#### WORK TASK:
Using the material below, return exactly the lines between the one holding "Phrase -- white field line" and the one holding "Phrase -- white shorts", inclusive, and no others.

#### EXERCISE DATA:
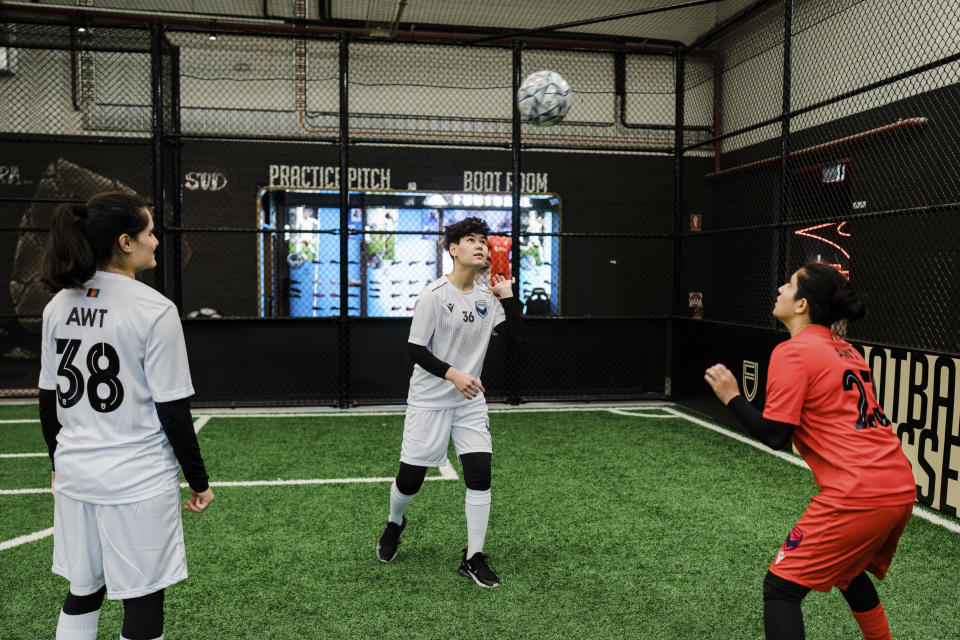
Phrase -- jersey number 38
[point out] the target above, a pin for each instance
(99, 376)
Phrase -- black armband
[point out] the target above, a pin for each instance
(431, 363)
(774, 434)
(512, 327)
(49, 423)
(177, 422)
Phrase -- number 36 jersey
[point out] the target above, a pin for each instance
(456, 327)
(820, 383)
(111, 350)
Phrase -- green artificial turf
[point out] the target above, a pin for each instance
(602, 526)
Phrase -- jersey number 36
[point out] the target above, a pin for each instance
(99, 375)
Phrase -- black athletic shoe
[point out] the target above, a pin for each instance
(477, 570)
(387, 547)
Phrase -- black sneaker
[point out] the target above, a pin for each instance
(476, 569)
(387, 547)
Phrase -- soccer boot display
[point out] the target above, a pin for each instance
(387, 547)
(477, 570)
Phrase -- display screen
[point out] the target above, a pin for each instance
(395, 249)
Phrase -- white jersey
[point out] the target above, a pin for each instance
(456, 327)
(111, 350)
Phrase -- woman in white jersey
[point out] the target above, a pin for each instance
(452, 324)
(114, 383)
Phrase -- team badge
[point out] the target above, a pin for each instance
(750, 378)
(794, 539)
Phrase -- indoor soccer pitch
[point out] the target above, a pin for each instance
(619, 522)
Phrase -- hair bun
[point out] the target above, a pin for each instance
(847, 303)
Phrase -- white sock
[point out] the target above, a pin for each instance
(477, 506)
(398, 503)
(81, 627)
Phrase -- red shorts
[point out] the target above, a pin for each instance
(829, 547)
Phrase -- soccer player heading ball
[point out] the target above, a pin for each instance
(452, 323)
(820, 396)
(114, 383)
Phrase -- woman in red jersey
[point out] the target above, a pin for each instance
(820, 396)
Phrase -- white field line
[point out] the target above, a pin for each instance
(919, 510)
(621, 412)
(200, 422)
(347, 413)
(30, 537)
(17, 492)
(447, 472)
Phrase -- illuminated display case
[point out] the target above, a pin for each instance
(394, 249)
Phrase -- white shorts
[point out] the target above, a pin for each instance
(134, 549)
(427, 433)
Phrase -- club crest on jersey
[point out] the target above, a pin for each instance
(794, 539)
(750, 377)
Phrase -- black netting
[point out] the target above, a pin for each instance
(869, 183)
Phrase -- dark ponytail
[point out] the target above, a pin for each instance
(829, 294)
(83, 237)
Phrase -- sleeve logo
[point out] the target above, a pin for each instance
(750, 377)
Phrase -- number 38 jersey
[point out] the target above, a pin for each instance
(111, 350)
(822, 384)
(456, 327)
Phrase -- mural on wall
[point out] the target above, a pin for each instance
(62, 180)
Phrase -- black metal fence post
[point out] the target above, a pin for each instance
(515, 355)
(344, 76)
(157, 130)
(677, 205)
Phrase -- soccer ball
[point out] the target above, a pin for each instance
(544, 98)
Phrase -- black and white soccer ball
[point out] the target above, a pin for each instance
(544, 98)
(296, 260)
(204, 313)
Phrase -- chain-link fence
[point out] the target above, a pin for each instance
(305, 177)
(836, 142)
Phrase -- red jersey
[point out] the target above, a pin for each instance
(822, 384)
(500, 255)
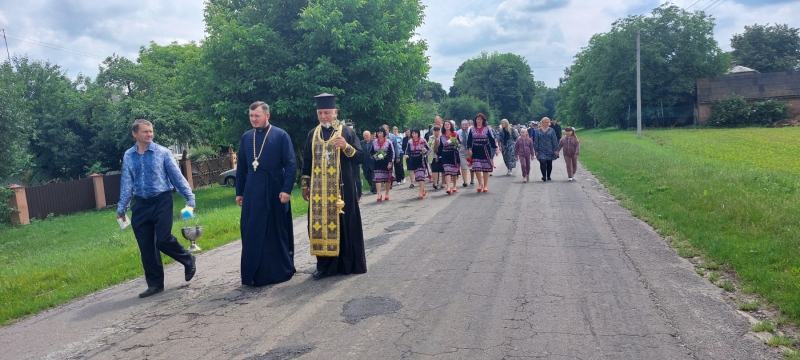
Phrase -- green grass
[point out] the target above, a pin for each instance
(780, 340)
(764, 326)
(713, 277)
(791, 355)
(53, 261)
(749, 305)
(727, 286)
(734, 194)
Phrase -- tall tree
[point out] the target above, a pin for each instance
(61, 133)
(677, 47)
(466, 107)
(15, 125)
(767, 48)
(545, 101)
(430, 90)
(287, 51)
(505, 81)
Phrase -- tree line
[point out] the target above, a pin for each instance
(283, 52)
(677, 47)
(287, 51)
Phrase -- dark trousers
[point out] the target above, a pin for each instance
(359, 183)
(151, 220)
(368, 175)
(546, 167)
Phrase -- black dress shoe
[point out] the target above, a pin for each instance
(151, 291)
(191, 269)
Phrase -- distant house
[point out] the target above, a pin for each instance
(752, 86)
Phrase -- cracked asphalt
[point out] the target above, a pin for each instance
(554, 270)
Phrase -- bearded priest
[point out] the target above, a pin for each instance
(264, 180)
(334, 219)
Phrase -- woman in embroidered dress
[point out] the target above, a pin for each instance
(480, 143)
(448, 156)
(416, 149)
(508, 139)
(545, 147)
(383, 167)
(436, 165)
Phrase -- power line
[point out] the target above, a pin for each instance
(7, 52)
(723, 1)
(695, 3)
(711, 4)
(53, 46)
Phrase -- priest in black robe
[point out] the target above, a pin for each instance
(329, 185)
(264, 179)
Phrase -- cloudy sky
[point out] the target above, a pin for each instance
(78, 34)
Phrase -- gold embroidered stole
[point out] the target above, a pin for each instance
(325, 186)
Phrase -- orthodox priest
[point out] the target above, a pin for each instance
(334, 219)
(264, 179)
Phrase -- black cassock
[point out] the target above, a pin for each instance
(266, 223)
(352, 257)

#### RESPONSE TO THIS EXERCISE:
Phrase -- white field line
[point out] the target above, a pin for each instance
(919, 510)
(621, 412)
(200, 422)
(347, 413)
(30, 537)
(17, 492)
(447, 472)
Phrase -- illuminated display case
[point out] the target above, a pin for each instance
(394, 249)
Phrase -- white shorts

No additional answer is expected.